Part of a data file
───
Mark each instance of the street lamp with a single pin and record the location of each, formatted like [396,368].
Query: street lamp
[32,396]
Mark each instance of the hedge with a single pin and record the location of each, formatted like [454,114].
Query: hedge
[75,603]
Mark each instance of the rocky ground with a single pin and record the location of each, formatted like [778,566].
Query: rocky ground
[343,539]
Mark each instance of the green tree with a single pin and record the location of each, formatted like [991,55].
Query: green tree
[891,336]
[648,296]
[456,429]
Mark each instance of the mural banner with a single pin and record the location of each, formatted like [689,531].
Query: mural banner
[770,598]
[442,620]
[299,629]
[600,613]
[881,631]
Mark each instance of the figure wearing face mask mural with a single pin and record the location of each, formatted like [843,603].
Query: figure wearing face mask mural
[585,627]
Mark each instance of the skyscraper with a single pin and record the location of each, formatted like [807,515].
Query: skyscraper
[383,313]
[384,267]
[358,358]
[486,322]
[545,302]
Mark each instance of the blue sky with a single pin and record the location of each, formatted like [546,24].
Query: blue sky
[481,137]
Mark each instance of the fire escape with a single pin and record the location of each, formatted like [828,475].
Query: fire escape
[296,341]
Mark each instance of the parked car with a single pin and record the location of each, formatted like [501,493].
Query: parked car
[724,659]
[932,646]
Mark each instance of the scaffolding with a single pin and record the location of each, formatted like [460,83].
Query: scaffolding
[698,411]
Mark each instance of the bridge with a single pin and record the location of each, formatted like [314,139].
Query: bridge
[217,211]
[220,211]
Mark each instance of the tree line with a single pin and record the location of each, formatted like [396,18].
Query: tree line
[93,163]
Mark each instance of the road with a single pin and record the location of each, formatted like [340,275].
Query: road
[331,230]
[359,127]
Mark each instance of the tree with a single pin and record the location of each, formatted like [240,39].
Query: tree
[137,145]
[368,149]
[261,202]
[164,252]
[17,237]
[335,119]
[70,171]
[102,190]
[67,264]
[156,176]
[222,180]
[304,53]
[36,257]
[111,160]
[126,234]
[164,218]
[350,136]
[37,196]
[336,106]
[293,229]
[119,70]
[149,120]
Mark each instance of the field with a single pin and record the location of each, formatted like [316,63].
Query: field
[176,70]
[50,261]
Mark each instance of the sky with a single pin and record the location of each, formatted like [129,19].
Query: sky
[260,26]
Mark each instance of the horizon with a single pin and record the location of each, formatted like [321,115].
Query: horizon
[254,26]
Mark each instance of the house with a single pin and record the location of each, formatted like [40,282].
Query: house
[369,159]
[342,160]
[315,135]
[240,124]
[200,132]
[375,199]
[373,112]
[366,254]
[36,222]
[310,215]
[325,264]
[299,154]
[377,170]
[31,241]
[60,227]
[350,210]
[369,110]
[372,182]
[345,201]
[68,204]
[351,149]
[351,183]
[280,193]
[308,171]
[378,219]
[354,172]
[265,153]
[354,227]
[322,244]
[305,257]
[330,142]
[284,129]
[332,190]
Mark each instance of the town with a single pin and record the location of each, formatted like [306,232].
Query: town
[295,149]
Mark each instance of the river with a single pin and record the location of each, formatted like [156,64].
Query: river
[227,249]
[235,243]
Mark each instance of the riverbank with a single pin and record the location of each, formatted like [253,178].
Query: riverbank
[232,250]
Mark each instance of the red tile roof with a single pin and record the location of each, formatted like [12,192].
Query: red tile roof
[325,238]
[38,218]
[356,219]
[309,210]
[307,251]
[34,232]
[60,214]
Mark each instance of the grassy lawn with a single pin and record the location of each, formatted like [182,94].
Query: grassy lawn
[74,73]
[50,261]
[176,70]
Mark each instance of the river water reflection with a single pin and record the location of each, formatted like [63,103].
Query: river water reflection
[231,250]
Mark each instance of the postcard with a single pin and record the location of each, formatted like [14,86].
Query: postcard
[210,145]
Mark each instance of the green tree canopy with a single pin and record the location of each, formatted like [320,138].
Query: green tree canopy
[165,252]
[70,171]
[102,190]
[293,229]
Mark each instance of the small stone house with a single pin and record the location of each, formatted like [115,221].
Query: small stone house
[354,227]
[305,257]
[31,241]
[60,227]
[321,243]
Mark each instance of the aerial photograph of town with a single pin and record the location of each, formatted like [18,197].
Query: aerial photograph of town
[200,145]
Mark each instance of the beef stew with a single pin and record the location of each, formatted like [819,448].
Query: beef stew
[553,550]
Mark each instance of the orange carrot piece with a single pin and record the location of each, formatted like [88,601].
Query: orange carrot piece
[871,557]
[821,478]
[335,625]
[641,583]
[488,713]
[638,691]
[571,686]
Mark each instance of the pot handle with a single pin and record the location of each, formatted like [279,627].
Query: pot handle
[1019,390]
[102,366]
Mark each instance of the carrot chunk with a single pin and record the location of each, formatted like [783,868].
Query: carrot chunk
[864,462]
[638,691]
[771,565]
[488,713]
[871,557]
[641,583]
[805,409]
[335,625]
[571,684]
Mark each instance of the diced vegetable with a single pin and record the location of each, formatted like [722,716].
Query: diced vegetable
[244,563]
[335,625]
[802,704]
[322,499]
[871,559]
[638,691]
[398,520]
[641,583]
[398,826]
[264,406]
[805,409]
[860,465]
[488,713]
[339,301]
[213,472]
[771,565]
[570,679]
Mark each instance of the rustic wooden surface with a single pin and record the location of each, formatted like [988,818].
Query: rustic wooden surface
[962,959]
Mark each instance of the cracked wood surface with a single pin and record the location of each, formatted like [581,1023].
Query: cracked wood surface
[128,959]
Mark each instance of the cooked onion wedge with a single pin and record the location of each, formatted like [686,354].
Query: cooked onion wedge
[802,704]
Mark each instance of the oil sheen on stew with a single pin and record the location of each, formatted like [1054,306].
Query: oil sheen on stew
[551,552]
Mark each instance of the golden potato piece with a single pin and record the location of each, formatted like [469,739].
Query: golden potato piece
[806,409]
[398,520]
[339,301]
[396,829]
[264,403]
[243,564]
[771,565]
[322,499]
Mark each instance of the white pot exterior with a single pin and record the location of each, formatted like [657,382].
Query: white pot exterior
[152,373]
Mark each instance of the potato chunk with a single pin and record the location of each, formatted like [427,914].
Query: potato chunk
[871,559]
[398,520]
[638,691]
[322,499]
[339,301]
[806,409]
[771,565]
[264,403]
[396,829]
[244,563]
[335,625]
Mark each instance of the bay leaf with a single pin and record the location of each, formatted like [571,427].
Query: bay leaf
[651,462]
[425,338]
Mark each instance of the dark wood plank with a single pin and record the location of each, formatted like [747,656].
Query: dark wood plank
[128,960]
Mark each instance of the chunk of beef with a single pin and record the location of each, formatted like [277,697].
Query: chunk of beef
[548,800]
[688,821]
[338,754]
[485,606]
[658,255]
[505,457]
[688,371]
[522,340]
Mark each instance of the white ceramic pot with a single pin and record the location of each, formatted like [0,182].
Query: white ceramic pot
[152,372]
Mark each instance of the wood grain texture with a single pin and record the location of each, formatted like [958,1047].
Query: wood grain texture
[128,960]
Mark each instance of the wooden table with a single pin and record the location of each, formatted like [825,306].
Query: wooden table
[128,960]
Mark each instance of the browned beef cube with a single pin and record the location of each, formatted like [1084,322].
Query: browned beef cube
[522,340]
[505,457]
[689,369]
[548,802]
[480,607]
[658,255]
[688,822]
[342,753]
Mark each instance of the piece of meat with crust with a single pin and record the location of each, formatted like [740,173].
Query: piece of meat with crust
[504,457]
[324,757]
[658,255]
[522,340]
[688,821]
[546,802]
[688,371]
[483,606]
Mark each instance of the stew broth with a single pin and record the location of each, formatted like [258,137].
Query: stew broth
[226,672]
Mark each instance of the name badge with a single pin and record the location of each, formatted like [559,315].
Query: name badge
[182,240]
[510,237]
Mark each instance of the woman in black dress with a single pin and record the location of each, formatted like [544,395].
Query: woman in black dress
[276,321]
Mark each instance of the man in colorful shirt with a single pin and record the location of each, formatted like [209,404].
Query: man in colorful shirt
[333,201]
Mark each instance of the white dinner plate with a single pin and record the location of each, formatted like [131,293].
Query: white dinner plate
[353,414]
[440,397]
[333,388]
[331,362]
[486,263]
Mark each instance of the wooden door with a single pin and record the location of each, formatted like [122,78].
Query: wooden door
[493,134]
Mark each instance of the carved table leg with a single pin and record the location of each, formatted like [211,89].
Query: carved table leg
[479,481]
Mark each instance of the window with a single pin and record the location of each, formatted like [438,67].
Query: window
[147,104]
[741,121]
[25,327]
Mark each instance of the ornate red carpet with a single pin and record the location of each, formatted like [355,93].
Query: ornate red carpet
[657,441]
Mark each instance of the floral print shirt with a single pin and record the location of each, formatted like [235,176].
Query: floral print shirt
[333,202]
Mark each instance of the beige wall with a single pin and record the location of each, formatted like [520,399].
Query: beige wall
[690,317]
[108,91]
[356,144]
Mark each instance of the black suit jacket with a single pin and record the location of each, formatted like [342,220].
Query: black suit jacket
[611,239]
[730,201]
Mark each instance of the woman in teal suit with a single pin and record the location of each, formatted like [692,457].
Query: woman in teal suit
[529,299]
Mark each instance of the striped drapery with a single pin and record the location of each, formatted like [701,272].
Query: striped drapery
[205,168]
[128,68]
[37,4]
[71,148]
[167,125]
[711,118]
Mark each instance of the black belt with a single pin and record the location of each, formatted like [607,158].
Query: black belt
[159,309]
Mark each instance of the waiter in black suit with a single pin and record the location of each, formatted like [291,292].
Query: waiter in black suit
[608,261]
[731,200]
───
**What you have to do**
Reproduce word for word the rows from the line containing "Mark each instance of the waiter" through the final line of the rows, including both of those lines.

**Complete output**
Mark each instance of the waiter in black suit with a single pin and record the location of each, formatted like [291,292].
Query: waiter in black suit
[608,261]
[731,200]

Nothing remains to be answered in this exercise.